> _Dataset entries_

....................

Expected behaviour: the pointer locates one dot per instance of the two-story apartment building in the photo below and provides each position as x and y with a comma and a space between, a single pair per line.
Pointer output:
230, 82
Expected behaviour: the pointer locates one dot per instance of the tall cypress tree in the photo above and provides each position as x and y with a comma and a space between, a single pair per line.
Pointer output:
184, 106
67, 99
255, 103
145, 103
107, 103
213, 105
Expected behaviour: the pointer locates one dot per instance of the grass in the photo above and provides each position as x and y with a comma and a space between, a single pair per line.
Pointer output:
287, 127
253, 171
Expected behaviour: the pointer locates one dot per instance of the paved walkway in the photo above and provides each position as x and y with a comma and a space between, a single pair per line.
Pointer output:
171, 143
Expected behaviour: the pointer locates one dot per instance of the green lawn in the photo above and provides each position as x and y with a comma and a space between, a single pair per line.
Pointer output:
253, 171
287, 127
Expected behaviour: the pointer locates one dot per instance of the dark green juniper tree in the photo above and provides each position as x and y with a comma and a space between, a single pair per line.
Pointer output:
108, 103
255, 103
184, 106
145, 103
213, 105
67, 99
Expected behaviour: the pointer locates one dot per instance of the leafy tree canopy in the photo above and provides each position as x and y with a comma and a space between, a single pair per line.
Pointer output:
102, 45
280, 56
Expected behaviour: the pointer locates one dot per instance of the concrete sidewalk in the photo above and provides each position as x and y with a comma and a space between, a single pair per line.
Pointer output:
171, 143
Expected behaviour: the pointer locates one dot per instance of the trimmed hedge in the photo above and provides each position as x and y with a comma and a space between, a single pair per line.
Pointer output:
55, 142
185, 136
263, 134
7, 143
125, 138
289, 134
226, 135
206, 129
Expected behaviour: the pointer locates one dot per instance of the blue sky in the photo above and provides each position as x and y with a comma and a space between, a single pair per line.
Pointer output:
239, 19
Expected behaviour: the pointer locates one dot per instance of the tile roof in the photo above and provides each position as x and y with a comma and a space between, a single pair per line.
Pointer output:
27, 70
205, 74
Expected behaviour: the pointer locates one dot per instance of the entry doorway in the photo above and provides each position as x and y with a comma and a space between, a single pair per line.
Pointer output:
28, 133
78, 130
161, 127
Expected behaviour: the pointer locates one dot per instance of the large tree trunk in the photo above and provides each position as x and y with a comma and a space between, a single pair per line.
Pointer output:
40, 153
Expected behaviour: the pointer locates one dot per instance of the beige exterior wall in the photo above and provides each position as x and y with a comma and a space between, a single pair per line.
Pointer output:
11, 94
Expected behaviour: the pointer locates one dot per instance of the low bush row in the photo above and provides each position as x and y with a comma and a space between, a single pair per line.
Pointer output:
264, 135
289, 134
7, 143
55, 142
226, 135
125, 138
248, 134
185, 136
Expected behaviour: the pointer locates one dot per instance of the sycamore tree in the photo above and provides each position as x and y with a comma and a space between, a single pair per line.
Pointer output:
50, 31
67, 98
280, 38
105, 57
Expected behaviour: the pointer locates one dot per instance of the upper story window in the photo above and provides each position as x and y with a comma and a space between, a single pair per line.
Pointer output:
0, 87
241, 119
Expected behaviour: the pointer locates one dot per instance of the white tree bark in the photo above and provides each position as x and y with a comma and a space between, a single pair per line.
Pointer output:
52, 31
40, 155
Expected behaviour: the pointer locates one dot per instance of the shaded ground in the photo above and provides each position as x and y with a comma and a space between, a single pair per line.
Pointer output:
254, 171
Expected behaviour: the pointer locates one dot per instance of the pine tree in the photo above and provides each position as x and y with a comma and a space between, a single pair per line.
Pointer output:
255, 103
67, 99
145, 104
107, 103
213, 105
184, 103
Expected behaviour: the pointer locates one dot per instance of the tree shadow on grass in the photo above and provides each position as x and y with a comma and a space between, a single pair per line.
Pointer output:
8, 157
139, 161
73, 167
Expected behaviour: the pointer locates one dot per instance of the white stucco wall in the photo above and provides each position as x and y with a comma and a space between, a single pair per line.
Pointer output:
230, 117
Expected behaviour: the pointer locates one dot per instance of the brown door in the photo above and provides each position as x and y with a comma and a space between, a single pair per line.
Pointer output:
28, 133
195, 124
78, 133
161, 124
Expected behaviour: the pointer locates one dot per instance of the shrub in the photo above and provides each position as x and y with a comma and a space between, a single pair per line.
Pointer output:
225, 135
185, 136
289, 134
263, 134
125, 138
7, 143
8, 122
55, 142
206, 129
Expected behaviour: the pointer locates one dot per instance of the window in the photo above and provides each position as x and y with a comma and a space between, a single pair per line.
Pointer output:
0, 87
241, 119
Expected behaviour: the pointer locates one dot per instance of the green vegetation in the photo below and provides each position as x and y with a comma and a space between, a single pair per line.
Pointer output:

....................

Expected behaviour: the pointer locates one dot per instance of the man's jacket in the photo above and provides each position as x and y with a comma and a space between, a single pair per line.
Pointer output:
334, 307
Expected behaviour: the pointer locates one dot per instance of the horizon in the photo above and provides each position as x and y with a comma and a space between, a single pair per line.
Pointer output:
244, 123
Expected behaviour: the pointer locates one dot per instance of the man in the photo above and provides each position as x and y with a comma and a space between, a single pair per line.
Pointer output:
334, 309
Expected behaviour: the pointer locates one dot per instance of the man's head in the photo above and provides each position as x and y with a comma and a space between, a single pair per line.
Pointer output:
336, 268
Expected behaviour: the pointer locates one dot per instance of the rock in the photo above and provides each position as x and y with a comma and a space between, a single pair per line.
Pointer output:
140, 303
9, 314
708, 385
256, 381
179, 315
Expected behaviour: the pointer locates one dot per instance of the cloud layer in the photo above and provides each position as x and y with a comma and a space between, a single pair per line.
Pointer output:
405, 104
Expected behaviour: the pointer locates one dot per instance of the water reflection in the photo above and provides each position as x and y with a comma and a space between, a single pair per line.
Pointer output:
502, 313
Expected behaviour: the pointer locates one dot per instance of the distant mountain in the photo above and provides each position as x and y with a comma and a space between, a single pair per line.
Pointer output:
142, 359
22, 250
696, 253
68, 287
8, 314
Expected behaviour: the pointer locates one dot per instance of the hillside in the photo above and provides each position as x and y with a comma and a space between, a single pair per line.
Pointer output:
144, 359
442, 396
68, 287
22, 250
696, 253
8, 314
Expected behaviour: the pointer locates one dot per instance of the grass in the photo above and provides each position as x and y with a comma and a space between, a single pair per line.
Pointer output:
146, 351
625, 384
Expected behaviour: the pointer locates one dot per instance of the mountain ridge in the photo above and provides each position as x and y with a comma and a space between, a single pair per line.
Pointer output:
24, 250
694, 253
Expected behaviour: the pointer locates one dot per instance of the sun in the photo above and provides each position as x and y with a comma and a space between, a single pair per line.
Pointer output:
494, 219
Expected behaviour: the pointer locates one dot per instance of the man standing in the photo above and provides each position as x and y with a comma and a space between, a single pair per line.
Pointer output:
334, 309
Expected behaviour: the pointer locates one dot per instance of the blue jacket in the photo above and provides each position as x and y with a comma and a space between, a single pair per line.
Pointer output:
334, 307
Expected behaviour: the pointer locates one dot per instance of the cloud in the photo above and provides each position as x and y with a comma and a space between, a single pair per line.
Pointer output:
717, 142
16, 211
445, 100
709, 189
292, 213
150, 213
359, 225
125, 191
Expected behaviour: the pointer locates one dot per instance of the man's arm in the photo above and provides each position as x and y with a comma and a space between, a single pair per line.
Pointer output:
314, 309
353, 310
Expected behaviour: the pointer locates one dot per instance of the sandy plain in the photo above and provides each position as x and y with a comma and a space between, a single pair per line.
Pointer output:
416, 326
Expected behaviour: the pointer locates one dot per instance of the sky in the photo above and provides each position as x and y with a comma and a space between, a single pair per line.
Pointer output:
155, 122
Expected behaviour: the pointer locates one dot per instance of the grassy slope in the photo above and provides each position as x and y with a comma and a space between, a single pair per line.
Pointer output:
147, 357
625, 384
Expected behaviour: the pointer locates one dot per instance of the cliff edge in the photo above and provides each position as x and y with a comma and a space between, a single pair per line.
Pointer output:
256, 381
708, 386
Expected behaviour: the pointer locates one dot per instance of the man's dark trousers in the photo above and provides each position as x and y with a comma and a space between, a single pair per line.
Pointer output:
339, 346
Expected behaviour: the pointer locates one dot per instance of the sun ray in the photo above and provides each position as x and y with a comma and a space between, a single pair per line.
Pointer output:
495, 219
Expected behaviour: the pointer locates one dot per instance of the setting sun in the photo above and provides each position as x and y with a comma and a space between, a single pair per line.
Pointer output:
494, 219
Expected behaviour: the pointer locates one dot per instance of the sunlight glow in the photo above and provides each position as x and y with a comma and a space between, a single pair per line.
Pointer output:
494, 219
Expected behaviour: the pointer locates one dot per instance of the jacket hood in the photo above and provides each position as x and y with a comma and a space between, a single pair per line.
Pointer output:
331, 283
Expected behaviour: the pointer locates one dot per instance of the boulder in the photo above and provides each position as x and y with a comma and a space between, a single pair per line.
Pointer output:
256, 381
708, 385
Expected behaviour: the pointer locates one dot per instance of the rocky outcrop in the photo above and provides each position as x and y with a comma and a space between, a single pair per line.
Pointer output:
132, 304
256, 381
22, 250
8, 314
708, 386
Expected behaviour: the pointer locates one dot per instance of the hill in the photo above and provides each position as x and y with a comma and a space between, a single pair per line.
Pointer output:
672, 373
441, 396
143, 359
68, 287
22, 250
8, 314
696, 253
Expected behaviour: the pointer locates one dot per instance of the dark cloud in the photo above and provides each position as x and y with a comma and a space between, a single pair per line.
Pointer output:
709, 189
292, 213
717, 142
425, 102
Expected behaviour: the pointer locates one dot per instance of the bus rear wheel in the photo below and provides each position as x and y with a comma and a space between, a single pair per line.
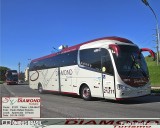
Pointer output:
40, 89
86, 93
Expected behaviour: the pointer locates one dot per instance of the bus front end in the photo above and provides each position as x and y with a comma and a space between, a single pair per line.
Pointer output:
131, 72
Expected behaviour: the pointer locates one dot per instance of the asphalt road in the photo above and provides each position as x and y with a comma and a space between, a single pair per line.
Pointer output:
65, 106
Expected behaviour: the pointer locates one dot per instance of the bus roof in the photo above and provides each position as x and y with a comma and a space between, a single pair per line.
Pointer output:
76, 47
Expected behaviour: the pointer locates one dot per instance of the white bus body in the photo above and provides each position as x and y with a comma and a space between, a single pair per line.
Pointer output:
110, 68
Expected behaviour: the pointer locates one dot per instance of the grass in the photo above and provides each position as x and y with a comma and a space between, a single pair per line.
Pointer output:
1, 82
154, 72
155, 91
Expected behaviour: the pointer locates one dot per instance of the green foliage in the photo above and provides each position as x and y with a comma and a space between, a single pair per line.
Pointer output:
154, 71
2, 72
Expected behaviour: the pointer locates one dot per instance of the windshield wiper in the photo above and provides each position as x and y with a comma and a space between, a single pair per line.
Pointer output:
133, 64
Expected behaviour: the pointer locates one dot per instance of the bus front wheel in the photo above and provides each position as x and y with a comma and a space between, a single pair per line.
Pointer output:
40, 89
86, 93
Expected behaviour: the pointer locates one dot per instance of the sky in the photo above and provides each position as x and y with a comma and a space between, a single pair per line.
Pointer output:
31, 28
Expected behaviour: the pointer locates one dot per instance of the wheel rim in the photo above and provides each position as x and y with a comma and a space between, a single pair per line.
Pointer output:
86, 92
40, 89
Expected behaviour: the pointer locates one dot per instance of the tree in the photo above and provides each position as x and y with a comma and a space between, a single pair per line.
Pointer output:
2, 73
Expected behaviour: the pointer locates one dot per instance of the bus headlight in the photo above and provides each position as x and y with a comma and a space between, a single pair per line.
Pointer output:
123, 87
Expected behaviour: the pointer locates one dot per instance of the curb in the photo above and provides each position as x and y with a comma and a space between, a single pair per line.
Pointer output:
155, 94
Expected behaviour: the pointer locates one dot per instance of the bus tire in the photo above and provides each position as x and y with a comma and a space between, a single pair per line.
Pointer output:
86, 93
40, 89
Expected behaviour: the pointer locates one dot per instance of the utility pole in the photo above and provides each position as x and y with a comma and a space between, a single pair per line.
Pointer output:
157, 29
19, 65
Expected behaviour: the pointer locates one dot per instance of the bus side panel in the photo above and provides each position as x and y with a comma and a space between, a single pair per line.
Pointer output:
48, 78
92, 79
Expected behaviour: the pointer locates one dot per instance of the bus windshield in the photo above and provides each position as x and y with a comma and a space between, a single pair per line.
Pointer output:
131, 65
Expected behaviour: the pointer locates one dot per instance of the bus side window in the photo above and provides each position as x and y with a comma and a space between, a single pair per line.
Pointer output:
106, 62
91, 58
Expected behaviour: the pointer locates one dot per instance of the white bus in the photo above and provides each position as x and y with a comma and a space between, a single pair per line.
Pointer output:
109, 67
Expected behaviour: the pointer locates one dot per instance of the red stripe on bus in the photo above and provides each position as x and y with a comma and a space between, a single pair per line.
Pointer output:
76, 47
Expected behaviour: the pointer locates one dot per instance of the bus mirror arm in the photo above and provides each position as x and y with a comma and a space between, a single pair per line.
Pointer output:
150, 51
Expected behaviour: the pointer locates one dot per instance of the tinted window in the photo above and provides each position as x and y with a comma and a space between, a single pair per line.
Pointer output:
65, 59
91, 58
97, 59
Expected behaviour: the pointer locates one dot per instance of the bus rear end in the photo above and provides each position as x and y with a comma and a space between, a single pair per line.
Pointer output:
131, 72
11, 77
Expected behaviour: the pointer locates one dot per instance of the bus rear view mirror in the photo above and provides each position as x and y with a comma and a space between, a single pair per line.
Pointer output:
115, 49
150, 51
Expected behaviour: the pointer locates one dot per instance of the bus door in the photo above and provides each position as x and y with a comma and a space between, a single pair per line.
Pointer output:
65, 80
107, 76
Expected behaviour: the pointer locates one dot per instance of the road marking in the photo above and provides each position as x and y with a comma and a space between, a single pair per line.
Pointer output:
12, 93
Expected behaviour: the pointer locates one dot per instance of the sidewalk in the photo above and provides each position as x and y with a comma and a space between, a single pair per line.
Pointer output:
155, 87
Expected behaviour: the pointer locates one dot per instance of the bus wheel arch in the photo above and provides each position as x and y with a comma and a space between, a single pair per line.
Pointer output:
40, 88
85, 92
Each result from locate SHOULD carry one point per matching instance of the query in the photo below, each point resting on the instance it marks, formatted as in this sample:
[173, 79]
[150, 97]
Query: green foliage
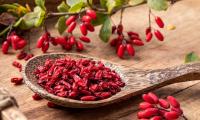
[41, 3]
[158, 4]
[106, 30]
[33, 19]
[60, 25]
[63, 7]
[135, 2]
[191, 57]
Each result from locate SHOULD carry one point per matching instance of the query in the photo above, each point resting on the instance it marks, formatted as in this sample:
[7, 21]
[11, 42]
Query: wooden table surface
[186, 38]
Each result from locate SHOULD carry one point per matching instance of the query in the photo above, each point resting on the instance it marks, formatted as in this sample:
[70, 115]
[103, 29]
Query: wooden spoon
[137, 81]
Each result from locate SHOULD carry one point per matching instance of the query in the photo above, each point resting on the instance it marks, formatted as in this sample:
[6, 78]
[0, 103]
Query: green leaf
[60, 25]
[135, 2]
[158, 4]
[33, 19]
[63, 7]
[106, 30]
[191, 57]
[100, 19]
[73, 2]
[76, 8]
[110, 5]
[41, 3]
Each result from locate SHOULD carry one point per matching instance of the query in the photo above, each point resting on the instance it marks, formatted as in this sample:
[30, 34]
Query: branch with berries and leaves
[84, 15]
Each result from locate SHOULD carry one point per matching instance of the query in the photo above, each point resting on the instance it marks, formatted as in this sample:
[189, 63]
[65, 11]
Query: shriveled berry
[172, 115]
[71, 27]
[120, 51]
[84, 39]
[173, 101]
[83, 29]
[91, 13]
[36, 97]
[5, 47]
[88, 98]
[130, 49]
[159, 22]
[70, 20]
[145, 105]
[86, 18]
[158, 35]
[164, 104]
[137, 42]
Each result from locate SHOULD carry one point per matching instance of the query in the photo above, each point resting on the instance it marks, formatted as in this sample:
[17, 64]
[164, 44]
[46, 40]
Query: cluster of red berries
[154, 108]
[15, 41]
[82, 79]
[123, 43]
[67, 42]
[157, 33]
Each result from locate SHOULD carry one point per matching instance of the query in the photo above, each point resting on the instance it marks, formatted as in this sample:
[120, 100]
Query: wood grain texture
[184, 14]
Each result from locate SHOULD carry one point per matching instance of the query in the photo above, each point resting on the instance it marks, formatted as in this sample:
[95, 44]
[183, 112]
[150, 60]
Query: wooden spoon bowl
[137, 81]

....................

> _Required work_
Set aside each line above that includes the string "rear" and report it.

> _Response for this exercise_
Expected behaviour: the pointer locates one dot per instance of the bus rear wheel in the photo below and provides each position as x and y with a comma and a space between, a single pair per line.
Expected behaviour: the pointer locates one dot per instance of the bus rear end in the photo above and provides each position as x and y with a comma and a space between, a single pair per line.
Expected behaviour: the pointer locates one dot per instance of the bus rear view mirror in the photo above and provides each position as x and y with a comma and a space between, a single pair per line.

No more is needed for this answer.